■ Actions to take:
A. According to the Honda FC50 passage, why is the scooter fairly hard to find?
B. Retype everything in the Honda FC50 passage from "An expansion chamber" down to "km/h was exceeded.".

■ Provided passage:
The Honda FC50, also known as the Honda Beat, is a 50 cc scooter manufactured by Honda in 1983. It was produced mainly for the Japanese domestic market — although both new and used models were exported from Japan—making it a fairly hard-to-find scooter. It was available in red, black, or white.

The FC50 was powered by a liquid cooled, single cylinder, two-stroke petrol engine, one of the most powerful in its class. The small radiator was fitted behind the grille between the two headlights. It featured 12-volt electric start and CVT transmission; the transmission changed from low to high at around 5500 rpm. It had an automatic centrifugal clutch that engaged gradually from 3000 rpm.

It was made to carry only one person at a time and had no provisions for a passenger. It featured V-TACS; this was a small valve in the exhaust port that was closed to activate using a lever operated by rider's left heel. Many other larger two-stroke engines use a similar system although most are engaged automatically by electric servos. V-TACS gave it more power from 5500 rpm, but reduced power if engaged at lower engine speeds.

An expansion chamber and tuned length exhaust were fitted from factory although they were only "average" in design. Top speed was about 60 km/h at an engine speed of 11,000 rpm. Both front and back brakes were drum brakes.

The instrument panel had a tachometer (rpm), a speedometer, and gauges for engine temperature and fuel level. A small set of lights on the tachometer illuminated when V-TACS was engaged; other instrument lights lit up for turn signal, oil low (two-stroke oil), and high beam. A small light on the speed dial flashed when 35 km/h was exceeded.

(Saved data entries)
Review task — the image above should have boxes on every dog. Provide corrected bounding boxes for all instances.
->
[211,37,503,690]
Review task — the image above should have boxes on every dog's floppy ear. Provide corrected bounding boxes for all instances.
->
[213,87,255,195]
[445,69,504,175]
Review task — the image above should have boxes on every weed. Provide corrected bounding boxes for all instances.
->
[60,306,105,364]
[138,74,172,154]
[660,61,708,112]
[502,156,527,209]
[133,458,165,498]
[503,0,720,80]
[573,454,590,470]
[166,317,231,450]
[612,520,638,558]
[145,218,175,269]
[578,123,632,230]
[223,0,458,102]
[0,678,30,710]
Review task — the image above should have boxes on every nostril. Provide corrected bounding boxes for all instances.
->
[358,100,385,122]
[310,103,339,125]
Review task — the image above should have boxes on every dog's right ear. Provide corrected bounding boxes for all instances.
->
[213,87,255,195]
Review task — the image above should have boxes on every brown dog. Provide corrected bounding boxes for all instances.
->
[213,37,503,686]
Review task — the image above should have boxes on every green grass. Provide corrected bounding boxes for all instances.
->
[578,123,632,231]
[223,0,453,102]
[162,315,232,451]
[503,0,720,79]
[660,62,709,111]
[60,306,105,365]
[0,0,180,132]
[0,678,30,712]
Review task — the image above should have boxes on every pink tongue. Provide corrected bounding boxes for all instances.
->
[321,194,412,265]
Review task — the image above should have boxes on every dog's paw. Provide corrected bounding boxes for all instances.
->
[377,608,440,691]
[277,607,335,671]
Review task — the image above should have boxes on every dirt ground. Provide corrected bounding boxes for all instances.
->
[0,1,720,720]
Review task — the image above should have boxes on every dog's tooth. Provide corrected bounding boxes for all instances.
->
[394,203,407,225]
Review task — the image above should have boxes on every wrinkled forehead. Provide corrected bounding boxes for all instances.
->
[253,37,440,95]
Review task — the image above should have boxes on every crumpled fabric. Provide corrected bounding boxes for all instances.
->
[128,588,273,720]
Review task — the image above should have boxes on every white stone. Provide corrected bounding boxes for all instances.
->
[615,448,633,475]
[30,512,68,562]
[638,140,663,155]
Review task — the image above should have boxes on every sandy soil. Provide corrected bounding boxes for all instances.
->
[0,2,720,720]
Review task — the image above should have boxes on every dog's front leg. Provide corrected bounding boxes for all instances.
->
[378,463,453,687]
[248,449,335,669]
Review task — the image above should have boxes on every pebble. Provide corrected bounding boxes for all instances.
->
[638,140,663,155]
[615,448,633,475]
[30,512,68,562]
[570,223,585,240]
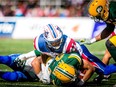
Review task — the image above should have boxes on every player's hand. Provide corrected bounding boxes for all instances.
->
[76,79,85,87]
[18,54,26,61]
[40,76,50,84]
[80,38,96,45]
[79,38,91,45]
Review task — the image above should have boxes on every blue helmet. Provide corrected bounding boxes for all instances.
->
[43,24,63,49]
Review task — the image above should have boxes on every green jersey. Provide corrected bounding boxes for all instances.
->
[49,53,82,85]
[106,1,116,24]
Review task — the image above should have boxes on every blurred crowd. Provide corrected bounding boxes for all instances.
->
[0,0,90,17]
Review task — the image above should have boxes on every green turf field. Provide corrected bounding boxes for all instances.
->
[0,38,116,87]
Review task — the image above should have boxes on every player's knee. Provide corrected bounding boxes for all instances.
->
[3,72,18,81]
[31,58,41,66]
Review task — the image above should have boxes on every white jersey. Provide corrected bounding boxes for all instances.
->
[34,34,82,57]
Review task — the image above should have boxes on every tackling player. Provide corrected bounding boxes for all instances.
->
[0,54,50,84]
[19,24,105,83]
[86,0,116,79]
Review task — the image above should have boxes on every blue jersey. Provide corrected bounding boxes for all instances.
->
[0,54,38,81]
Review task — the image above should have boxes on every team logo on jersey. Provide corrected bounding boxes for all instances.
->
[96,6,103,13]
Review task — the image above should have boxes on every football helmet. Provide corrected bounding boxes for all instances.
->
[88,0,109,21]
[43,24,63,49]
[53,62,77,83]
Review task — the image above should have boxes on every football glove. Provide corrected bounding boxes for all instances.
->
[40,64,50,84]
[76,79,85,87]
[79,38,96,45]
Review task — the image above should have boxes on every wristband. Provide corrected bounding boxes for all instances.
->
[90,38,96,43]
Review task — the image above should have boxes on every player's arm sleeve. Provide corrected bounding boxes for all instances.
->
[34,50,41,56]
[101,23,115,39]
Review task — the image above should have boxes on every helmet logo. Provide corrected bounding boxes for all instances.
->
[96,6,103,13]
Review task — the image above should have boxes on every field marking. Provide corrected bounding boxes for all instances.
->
[0,82,48,87]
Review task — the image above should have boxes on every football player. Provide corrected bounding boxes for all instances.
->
[0,54,50,84]
[86,0,116,80]
[19,24,105,83]
[49,53,95,87]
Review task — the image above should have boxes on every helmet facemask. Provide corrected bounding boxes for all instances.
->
[88,0,109,22]
[43,24,63,49]
[46,37,63,49]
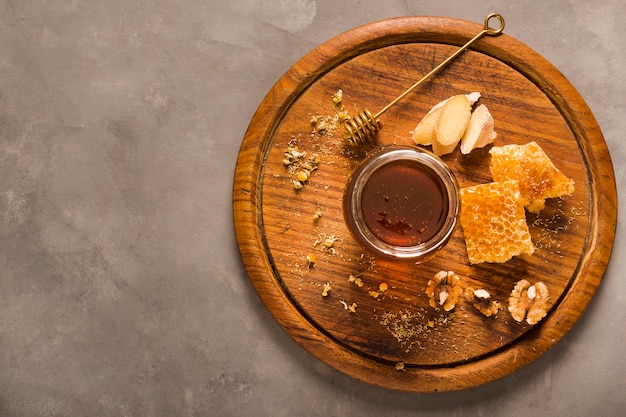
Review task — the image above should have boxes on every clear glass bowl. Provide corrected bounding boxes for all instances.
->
[344,145,460,263]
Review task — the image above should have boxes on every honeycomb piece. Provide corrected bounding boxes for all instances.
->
[489,142,574,213]
[459,181,535,264]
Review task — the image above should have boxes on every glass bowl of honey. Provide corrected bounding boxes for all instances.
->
[344,145,460,263]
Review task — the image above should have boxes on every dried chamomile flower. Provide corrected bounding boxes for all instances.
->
[509,279,550,325]
[368,282,389,298]
[306,253,315,269]
[283,144,306,167]
[426,271,463,311]
[348,273,363,287]
[292,153,321,190]
[322,282,332,297]
[313,207,322,222]
[465,287,502,317]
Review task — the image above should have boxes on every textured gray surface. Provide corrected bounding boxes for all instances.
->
[0,0,626,417]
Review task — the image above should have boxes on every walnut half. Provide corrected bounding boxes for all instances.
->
[465,287,502,317]
[509,279,550,325]
[426,271,463,311]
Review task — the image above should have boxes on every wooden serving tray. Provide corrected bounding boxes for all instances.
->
[233,17,617,392]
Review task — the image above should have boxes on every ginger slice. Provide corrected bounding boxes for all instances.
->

■ Results:
A. It was produced mainly for the Japanese domestic market, although both new and used models were exported from Japan.

B.
An expansion chamber and tuned length exhaust were fitted from factory although they were only "average" in design. Top speed was about 60 km/h at an engine speed of 11,000 rpm. Both front and back brakes were drum brakes.

The instrument panel had a tachometer (rpm), a speedometer, and gauges for engine temperature and fuel level. A small set of lights on the tachometer illuminated when V-TACS was engaged; other instrument lights lit up for turn signal, oil low (two-stroke oil), and high beam. A small light on the speed dial flashed when 35 km/h was exceeded.